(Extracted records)
* BEGIN *
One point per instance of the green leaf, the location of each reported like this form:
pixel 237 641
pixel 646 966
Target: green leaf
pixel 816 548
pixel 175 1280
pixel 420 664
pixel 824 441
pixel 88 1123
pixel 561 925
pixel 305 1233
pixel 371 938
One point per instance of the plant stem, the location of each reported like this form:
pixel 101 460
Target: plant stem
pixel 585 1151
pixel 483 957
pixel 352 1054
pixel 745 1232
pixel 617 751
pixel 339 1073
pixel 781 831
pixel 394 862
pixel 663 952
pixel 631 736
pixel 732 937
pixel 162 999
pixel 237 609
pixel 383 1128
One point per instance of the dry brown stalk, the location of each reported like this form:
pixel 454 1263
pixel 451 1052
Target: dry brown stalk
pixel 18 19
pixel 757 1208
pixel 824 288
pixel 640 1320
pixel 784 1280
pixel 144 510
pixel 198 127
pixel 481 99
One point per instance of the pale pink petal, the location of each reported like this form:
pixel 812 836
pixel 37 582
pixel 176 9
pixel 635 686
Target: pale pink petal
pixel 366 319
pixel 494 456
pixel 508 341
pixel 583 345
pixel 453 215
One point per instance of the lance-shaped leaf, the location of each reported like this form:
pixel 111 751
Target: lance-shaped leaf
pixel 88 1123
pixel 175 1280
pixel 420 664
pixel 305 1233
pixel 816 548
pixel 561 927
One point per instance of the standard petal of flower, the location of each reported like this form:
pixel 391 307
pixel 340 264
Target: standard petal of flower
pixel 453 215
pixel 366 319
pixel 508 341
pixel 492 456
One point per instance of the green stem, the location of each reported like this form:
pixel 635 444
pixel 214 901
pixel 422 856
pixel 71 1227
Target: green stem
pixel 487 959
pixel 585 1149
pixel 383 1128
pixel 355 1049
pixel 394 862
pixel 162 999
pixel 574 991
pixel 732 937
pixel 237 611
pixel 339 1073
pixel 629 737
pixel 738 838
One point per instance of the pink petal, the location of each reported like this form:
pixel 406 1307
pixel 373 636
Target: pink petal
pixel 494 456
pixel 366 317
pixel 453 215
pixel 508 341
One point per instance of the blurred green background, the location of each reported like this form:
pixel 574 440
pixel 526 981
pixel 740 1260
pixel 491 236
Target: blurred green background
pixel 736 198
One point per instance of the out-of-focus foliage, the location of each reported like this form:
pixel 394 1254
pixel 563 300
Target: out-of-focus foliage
* END *
▶ [Task] Replace every occurrence of "Target" with "Label" throughout all the records above, and write them out again with everything else unchanged.

▶ [Answer for the task]
One point per instance of the green leaf, the location of each reported like this form:
pixel 237 641
pixel 646 966
Label: green leaf
pixel 816 548
pixel 175 1280
pixel 420 664
pixel 824 441
pixel 88 1123
pixel 561 925
pixel 305 1233
pixel 371 938
One point per instance of the plant stem, the location of each reported like this form:
pixel 101 460
Label: plant stem
pixel 585 1151
pixel 483 957
pixel 352 1054
pixel 745 1232
pixel 617 751
pixel 339 1073
pixel 781 831
pixel 394 862
pixel 663 952
pixel 631 736
pixel 732 937
pixel 162 999
pixel 237 609
pixel 383 1128
One point per instance of the dry brown stalk, the location of each reported like this form:
pixel 454 1263
pixel 451 1052
Label: dry brown stalk
pixel 18 19
pixel 757 1208
pixel 824 288
pixel 640 1320
pixel 784 1280
pixel 144 510
pixel 198 127
pixel 481 99
One point per instance of the pale pink petal, the location of each reported like this form:
pixel 812 836
pixel 37 582
pixel 176 9
pixel 635 686
Label: pale pink petal
pixel 366 319
pixel 494 456
pixel 508 341
pixel 583 345
pixel 453 215
One point per instance of the lance-shaped leaf, the location of each reported like this form:
pixel 111 751
Label: lance-shaped leaf
pixel 88 1123
pixel 175 1280
pixel 420 664
pixel 305 1233
pixel 816 548
pixel 561 927
One point per instance of the standard petal of flower, the location of each reported like this form:
pixel 391 307
pixel 340 264
Label: standard petal of flower
pixel 453 215
pixel 366 319
pixel 508 341
pixel 492 456
One point per instance of the green stem, the location of each reported like this form:
pixel 635 444
pixel 214 901
pixel 422 856
pixel 71 1227
Label: green stem
pixel 487 959
pixel 585 1149
pixel 383 1128
pixel 355 1049
pixel 394 862
pixel 162 999
pixel 574 991
pixel 732 937
pixel 237 611
pixel 339 1073
pixel 629 737
pixel 738 838
One point per instance of the pink petal, the location of each reported like this form:
pixel 406 1307
pixel 373 636
Label: pink petal
pixel 494 456
pixel 366 317
pixel 453 215
pixel 508 341
One point per instance of the blurred green background, the location of each reported like this form:
pixel 574 440
pixel 526 981
pixel 740 1260
pixel 491 236
Label: blurred green background
pixel 736 198
One point per instance of the out-of-focus foliage, the location of each reported like this form:
pixel 394 1254
pixel 563 300
Label: out-of-focus foliage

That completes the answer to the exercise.